Passage shown
Was it the wind and slightly warmer weather that caused such dog spazziness?

feb 2/4.25 MILES

16 degrees/feels like -1
minnehaha creek path/mississippi river road path
15-16 mph wind

I was a little nervous about running because my right knee seemed a bit stiff, but I did it anyway. I’m glad. It was a good run, even if my knee kept reminding me it was there.

Other than my knee and whether or not it might cause me problems, I can’t remember much of what I thought about while I was running. Just this morning, I wondered about this:

What do I think about when I’m running? I should try to remember and make a list. But, will I remember? Thinking while running is almost like dreaming. I rarely remember my dreams and even when I do I can’t recount them in any coherent way.

my thoughts while running, a list

  • Don’t slip on the ice.
  • Damn, it’s cold, but not too bad.
  • I wonder if I will be running directly into the wind for most of this run.
  • How soon before my sunglasses fog up?
  • The creek is not frozen over. That’s weird. It looks beautiful, shimmering in the sunlight.
  • Will I see anyone else running today?
  • My knee is stiff. Is this a bad sign? Am I going to injure it again and not be able to walk for a month? [then I imagined getting hurt and not being able to run my race next Saturday.]
  • [when the one other runner that I encountered passed me] Don’t speed up. Stay steady and run at your own pace.
  • This feels good.
  • [when I break out into a big smile because it feels good to run] I wonder what the drivers in the cars think when they see me running and smiling?
  • How’s my heart rate? Better check it.

That’s all I can remember. Pretty boring and mundane. No new insights on life. No new perspectives on the landscape.

I’d like to track what I think about more. I think I’ll turn this into a challenge.

jan 26/4 MILES

28 degrees/feels like 17 degrees
minnehaha creek path/mississippi river road bike path
14 mph wind

I added in the wind this time because I really felt it. When I first started, I was running directly into it and the sun. The harsh wind and the bright light made me tear up so much that I had trouble seeing.

After the snow yesterday and the slight drop in temperature, the paths were icy. When I first started to run outside in the winter, a few years ago, I was surprised to discover that running on ice is much easier than walking on it. Even so, it was slippery today.

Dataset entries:

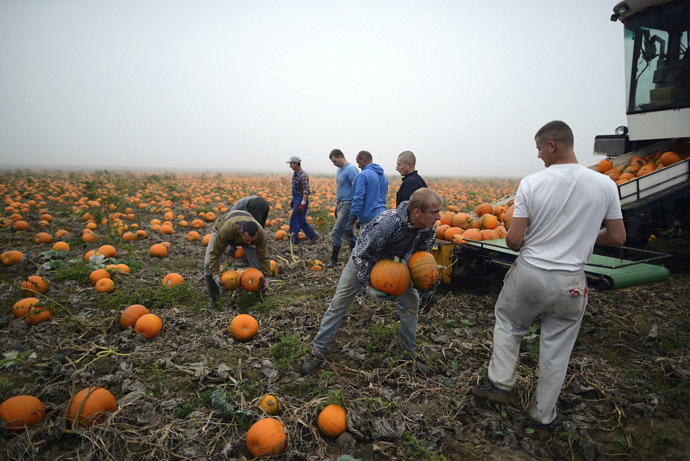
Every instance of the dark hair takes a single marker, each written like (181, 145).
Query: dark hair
(250, 227)
(336, 153)
(556, 131)
(364, 155)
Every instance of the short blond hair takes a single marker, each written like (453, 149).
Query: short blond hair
(423, 199)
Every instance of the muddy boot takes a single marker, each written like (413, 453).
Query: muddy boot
(334, 257)
(213, 291)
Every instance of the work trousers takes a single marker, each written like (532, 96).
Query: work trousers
(348, 287)
(560, 297)
(343, 225)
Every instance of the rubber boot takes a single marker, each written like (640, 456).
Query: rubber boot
(213, 291)
(334, 257)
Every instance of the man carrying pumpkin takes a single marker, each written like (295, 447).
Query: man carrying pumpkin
(557, 220)
(394, 233)
(256, 206)
(235, 228)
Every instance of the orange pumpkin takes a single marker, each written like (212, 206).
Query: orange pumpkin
(316, 265)
(244, 327)
(488, 221)
(332, 420)
(130, 315)
(11, 257)
(391, 277)
(97, 275)
(42, 238)
(20, 225)
(129, 236)
(88, 406)
(172, 279)
(669, 158)
(105, 285)
(107, 251)
(423, 271)
(61, 246)
(21, 411)
(269, 404)
(252, 279)
(472, 234)
(34, 284)
(21, 308)
(450, 232)
(604, 165)
(275, 268)
(484, 208)
(158, 250)
(149, 325)
(266, 437)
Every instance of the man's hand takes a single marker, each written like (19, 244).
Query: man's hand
(378, 295)
(219, 282)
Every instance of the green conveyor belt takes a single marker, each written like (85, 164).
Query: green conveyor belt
(620, 272)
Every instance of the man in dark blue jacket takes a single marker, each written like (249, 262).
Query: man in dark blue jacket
(371, 189)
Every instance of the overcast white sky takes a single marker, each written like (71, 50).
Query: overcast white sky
(235, 85)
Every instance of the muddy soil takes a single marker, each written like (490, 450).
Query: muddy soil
(191, 392)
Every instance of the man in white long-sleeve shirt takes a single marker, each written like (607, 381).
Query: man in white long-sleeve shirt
(557, 220)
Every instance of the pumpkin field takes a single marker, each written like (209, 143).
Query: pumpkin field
(111, 351)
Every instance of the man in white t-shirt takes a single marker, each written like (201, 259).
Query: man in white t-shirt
(557, 220)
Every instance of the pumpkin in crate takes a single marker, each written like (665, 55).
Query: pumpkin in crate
(266, 437)
(391, 277)
(21, 411)
(332, 420)
(423, 271)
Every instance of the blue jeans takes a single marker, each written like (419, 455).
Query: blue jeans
(343, 225)
(348, 287)
(298, 221)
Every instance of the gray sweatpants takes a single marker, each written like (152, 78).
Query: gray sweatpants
(560, 298)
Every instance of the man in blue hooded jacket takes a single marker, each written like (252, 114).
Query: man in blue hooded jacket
(370, 190)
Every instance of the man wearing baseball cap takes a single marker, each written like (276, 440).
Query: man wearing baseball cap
(300, 202)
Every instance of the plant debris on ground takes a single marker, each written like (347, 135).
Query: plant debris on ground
(192, 391)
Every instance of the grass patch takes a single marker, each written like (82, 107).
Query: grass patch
(288, 351)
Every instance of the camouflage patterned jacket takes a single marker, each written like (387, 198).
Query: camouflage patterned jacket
(388, 235)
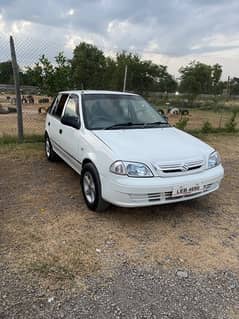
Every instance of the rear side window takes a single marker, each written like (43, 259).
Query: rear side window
(59, 105)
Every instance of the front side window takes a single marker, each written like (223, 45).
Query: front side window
(71, 109)
(113, 111)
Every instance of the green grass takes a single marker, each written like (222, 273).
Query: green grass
(11, 139)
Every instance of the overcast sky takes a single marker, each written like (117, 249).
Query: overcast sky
(170, 32)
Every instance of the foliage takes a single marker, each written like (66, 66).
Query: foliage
(50, 78)
(199, 78)
(88, 67)
(182, 123)
(230, 126)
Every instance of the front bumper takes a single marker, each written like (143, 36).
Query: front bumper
(136, 192)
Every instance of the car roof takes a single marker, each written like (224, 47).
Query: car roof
(80, 92)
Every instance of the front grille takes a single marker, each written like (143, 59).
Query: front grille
(176, 169)
(166, 196)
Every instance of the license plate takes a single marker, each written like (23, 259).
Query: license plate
(187, 190)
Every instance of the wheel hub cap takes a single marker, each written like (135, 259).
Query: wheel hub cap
(89, 187)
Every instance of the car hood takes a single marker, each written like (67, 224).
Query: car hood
(154, 144)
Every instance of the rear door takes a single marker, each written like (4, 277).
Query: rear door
(54, 123)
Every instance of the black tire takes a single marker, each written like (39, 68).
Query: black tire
(50, 154)
(96, 203)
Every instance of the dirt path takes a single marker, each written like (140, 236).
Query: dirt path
(168, 258)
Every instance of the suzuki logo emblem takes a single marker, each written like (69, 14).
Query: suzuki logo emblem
(184, 168)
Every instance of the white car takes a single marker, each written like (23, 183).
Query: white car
(126, 152)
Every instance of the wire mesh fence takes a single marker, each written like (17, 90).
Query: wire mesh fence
(28, 52)
(33, 104)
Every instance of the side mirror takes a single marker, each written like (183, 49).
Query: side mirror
(73, 121)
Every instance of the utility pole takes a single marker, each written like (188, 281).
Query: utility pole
(125, 77)
(228, 86)
(17, 89)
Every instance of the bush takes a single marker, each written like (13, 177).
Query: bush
(207, 127)
(182, 123)
(230, 126)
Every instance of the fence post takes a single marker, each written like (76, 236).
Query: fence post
(17, 89)
(125, 77)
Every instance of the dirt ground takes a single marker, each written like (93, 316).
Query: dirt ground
(52, 242)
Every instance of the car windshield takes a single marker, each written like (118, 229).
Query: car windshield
(116, 111)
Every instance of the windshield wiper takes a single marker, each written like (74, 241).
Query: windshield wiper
(156, 123)
(120, 125)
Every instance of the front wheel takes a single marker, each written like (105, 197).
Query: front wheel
(91, 188)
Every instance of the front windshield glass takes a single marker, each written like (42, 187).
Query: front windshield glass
(114, 111)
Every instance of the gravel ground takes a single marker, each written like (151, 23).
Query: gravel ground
(130, 293)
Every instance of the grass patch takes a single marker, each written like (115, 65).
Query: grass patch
(12, 139)
(51, 269)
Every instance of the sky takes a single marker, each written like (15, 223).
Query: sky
(169, 32)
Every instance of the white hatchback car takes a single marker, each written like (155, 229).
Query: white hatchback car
(126, 152)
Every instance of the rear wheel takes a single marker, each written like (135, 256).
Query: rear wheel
(91, 188)
(50, 154)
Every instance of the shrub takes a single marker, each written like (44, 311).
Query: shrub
(182, 123)
(207, 127)
(230, 126)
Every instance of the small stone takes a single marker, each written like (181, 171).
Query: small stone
(182, 274)
(50, 299)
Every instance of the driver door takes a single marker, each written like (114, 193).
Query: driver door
(70, 136)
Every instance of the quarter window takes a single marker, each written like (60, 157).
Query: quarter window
(59, 105)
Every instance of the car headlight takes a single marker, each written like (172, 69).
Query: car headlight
(132, 169)
(214, 160)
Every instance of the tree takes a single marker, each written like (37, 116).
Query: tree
(50, 78)
(6, 74)
(88, 67)
(199, 78)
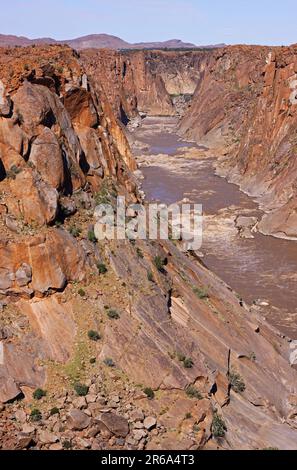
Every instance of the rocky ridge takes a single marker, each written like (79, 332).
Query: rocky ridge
(114, 344)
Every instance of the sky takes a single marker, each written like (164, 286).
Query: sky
(201, 22)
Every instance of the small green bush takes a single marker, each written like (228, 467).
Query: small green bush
(75, 231)
(180, 356)
(139, 253)
(113, 314)
(201, 293)
(149, 393)
(81, 292)
(91, 236)
(150, 276)
(193, 392)
(218, 426)
(81, 390)
(67, 445)
(109, 362)
(188, 363)
(94, 335)
(102, 268)
(35, 415)
(39, 393)
(236, 382)
(159, 263)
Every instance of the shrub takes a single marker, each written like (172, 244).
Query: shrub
(149, 393)
(159, 263)
(139, 253)
(150, 276)
(113, 314)
(193, 392)
(38, 394)
(81, 390)
(94, 335)
(109, 362)
(218, 426)
(236, 382)
(67, 445)
(188, 363)
(35, 415)
(102, 268)
(75, 231)
(81, 292)
(180, 356)
(201, 293)
(91, 236)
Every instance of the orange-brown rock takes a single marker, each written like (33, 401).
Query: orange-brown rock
(245, 109)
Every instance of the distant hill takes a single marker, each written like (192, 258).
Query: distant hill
(98, 41)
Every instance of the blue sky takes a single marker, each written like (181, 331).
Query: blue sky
(200, 21)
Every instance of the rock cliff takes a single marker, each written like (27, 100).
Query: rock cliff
(125, 344)
(244, 109)
(145, 81)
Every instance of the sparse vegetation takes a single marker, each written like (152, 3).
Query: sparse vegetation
(113, 314)
(188, 363)
(81, 389)
(201, 293)
(236, 382)
(35, 415)
(193, 392)
(139, 253)
(75, 231)
(109, 362)
(94, 335)
(159, 263)
(81, 292)
(150, 276)
(91, 236)
(218, 426)
(180, 356)
(14, 170)
(102, 268)
(67, 445)
(149, 393)
(39, 393)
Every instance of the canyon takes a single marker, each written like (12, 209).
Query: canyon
(130, 354)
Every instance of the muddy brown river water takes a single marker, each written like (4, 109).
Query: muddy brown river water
(260, 268)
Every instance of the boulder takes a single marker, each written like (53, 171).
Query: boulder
(78, 420)
(47, 158)
(116, 424)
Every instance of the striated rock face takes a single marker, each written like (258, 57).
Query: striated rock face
(156, 361)
(245, 109)
(145, 81)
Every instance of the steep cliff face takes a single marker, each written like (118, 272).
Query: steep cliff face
(145, 81)
(97, 318)
(245, 109)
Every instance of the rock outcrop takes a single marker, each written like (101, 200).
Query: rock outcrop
(244, 109)
(145, 81)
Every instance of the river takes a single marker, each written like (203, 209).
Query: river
(262, 269)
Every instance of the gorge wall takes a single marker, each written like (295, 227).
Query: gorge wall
(165, 355)
(145, 81)
(245, 110)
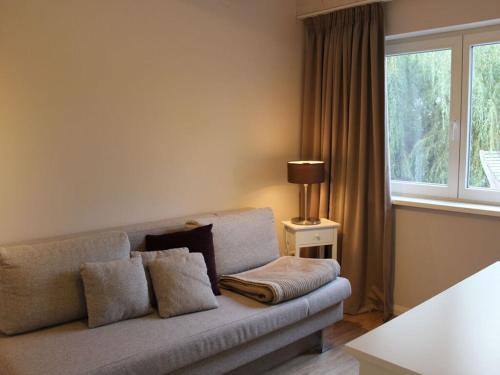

Tasks and exercises
A: In the running log, swap "knee" for "ankle" and reproduce the passage between "16 degrees/feels like" and "it was there.", inclusive.
B: In the running log, what made the writer tear up at the start of the January 26 run?
These records come from a separate source.

Your written answers
A:
16 degrees/feels like -1
minnehaha creek path/mississippi river road path
15-16 mph wind

I was a little nervous about running because my right ankle seemed a bit stiff, but I did it anyway. I’m glad. It was a good run, even if my ankle kept reminding me it was there.

B: The harsh wind and the bright light.